To be done. Nothing but the lines from the one containing "of the concrete" to the end of the data should be returned, each exactly as written.

(Position identification records)
BEGIN
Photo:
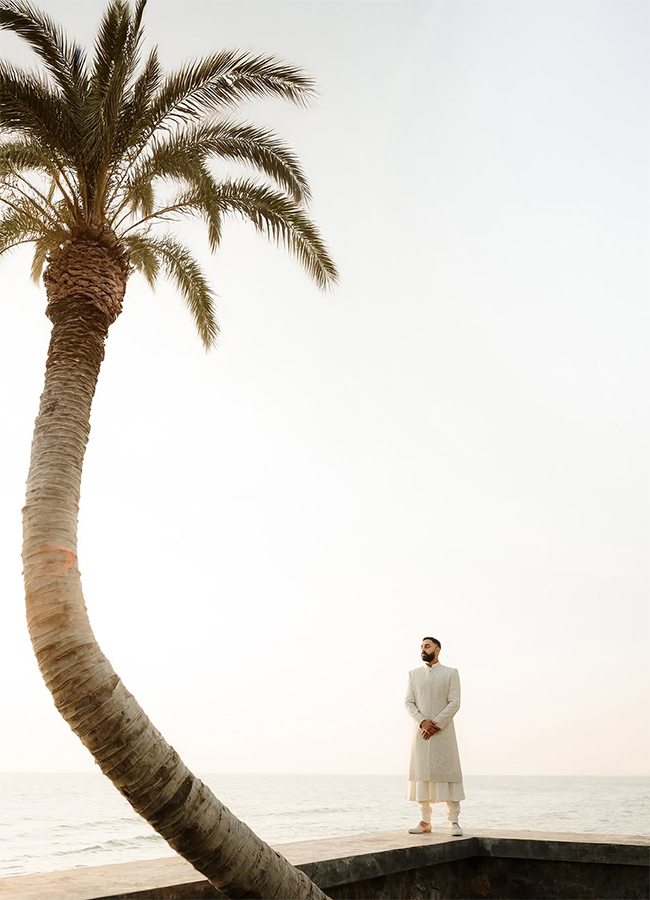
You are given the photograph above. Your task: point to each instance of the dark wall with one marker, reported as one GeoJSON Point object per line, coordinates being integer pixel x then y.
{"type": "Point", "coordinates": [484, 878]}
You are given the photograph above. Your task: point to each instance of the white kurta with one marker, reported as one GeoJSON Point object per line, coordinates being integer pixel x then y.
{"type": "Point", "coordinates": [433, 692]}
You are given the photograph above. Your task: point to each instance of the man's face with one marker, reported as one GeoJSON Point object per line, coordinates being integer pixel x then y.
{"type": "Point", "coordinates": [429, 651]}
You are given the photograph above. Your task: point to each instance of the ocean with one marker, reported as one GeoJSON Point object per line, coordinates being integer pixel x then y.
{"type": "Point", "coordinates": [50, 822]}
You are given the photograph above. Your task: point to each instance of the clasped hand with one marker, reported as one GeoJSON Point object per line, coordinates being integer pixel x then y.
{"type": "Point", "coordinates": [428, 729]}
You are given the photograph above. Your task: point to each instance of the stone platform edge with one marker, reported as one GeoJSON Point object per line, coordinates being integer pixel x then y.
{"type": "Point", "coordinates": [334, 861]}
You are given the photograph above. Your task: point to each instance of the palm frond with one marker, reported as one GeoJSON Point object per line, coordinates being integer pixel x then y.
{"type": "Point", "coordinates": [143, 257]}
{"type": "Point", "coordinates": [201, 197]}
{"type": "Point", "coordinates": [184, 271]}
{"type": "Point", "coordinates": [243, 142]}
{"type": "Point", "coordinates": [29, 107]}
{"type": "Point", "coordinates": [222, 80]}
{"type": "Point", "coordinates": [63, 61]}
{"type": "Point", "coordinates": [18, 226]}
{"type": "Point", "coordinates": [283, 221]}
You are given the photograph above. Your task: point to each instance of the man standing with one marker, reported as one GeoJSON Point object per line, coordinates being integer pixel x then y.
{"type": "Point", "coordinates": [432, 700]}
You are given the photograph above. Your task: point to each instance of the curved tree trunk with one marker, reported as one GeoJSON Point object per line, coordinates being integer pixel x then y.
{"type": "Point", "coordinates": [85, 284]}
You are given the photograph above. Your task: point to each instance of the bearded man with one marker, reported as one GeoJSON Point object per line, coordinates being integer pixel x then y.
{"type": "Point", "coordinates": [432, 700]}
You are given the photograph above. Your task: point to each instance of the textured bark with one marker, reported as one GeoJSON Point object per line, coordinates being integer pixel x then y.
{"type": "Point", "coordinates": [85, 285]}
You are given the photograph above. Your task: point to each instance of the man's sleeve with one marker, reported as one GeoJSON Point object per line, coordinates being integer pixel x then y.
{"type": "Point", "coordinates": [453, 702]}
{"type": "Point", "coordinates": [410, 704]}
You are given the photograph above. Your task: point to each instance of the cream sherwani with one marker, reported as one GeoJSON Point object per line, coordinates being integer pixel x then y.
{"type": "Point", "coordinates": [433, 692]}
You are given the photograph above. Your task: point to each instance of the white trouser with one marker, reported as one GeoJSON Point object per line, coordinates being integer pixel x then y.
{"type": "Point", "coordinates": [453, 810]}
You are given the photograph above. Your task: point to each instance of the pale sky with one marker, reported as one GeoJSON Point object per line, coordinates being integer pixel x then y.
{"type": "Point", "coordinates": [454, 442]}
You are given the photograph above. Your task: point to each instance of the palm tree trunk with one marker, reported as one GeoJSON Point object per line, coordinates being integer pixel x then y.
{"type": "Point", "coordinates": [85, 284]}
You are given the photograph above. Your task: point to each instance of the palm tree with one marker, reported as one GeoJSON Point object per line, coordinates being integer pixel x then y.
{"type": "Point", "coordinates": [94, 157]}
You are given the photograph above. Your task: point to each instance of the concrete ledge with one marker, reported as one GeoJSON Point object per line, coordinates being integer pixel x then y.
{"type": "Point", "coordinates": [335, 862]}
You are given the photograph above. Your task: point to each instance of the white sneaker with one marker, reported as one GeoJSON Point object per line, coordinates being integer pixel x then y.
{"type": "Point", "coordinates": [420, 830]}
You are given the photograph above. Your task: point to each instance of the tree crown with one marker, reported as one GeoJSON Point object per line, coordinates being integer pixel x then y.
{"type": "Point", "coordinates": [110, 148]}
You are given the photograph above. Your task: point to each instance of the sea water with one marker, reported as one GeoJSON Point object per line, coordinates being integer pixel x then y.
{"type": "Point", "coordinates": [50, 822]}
END
Output of the task.
You are given the photograph above. Your task: point to each instance of the concrete ledge with one marker, reported as one GeoJSON Point object per line, coordinates being integer pixel x then y.
{"type": "Point", "coordinates": [335, 862]}
You are given the photograph above. Your task: point to each instance of the white sneaker with one marker, reported as one GeoJSON Point object per line, coordinates being integer pixel x then y.
{"type": "Point", "coordinates": [420, 830]}
You are given the photograph above. Your task: point to each instance of the tree crown with one marker, reported as one GeoJSON Point object per line, coordinates being integer pixel x then y.
{"type": "Point", "coordinates": [110, 148]}
You are given the photograph above. Your task: point to each instance of the sea water with one marker, reported as one GeoJSON Point object per line, coordinates being integer pixel x then y.
{"type": "Point", "coordinates": [50, 822]}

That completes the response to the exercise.